Copy each line in the rows below that contains the string "window".

[Data for the task]
* Start *
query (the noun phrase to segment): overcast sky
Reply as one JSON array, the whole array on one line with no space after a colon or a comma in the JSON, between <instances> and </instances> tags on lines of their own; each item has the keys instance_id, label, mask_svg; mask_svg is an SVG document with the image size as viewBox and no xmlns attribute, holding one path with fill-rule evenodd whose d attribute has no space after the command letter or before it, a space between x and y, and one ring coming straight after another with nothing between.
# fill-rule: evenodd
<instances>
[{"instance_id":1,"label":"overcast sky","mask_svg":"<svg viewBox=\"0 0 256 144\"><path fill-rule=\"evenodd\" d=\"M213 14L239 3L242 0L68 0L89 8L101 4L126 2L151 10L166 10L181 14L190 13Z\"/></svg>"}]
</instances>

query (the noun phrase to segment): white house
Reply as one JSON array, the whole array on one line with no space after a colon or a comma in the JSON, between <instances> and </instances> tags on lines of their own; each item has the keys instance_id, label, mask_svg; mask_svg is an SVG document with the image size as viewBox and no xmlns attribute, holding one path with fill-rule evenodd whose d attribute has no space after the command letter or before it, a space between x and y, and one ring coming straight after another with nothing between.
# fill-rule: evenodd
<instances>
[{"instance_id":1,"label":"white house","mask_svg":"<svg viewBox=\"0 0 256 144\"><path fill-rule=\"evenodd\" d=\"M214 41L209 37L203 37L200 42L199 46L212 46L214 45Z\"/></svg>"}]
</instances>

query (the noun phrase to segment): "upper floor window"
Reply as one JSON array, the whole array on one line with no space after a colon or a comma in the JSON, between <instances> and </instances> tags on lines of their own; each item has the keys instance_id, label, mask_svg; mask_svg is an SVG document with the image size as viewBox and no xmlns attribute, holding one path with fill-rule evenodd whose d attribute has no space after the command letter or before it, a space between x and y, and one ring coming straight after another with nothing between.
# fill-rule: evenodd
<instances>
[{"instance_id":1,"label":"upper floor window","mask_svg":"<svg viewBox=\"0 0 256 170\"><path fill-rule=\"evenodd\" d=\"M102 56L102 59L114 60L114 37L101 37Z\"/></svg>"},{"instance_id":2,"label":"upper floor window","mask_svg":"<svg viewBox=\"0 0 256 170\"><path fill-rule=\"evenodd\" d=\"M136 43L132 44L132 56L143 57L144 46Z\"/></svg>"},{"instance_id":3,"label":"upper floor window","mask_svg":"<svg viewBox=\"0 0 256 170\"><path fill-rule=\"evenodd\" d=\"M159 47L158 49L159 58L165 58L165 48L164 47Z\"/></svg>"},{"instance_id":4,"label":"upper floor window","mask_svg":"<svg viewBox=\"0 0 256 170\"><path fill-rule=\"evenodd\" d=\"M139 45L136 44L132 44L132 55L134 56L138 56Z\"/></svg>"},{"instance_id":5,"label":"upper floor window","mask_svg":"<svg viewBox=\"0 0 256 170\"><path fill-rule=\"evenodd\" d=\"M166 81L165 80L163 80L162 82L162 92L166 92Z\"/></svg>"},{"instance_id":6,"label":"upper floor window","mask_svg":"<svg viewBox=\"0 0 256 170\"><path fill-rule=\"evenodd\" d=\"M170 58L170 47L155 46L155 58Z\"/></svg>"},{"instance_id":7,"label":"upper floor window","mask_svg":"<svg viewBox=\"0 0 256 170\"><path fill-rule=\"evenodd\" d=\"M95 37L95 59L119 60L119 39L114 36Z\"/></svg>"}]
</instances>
* End *
[Answer to this exercise]
query (the noun phrase to segment): "upper floor window"
[{"instance_id":1,"label":"upper floor window","mask_svg":"<svg viewBox=\"0 0 256 170\"><path fill-rule=\"evenodd\" d=\"M102 56L102 59L114 60L114 37L101 37Z\"/></svg>"},{"instance_id":2,"label":"upper floor window","mask_svg":"<svg viewBox=\"0 0 256 170\"><path fill-rule=\"evenodd\" d=\"M136 43L132 44L132 56L143 57L144 46Z\"/></svg>"},{"instance_id":3,"label":"upper floor window","mask_svg":"<svg viewBox=\"0 0 256 170\"><path fill-rule=\"evenodd\" d=\"M159 47L158 49L159 58L165 58L165 48L164 47Z\"/></svg>"},{"instance_id":4,"label":"upper floor window","mask_svg":"<svg viewBox=\"0 0 256 170\"><path fill-rule=\"evenodd\" d=\"M139 45L136 44L132 44L132 55L134 56L138 56Z\"/></svg>"},{"instance_id":5,"label":"upper floor window","mask_svg":"<svg viewBox=\"0 0 256 170\"><path fill-rule=\"evenodd\" d=\"M166 81L165 80L163 80L162 82L162 92L166 92Z\"/></svg>"},{"instance_id":6,"label":"upper floor window","mask_svg":"<svg viewBox=\"0 0 256 170\"><path fill-rule=\"evenodd\" d=\"M170 58L170 47L155 46L155 58Z\"/></svg>"},{"instance_id":7,"label":"upper floor window","mask_svg":"<svg viewBox=\"0 0 256 170\"><path fill-rule=\"evenodd\" d=\"M95 37L95 59L119 60L119 39L114 36Z\"/></svg>"}]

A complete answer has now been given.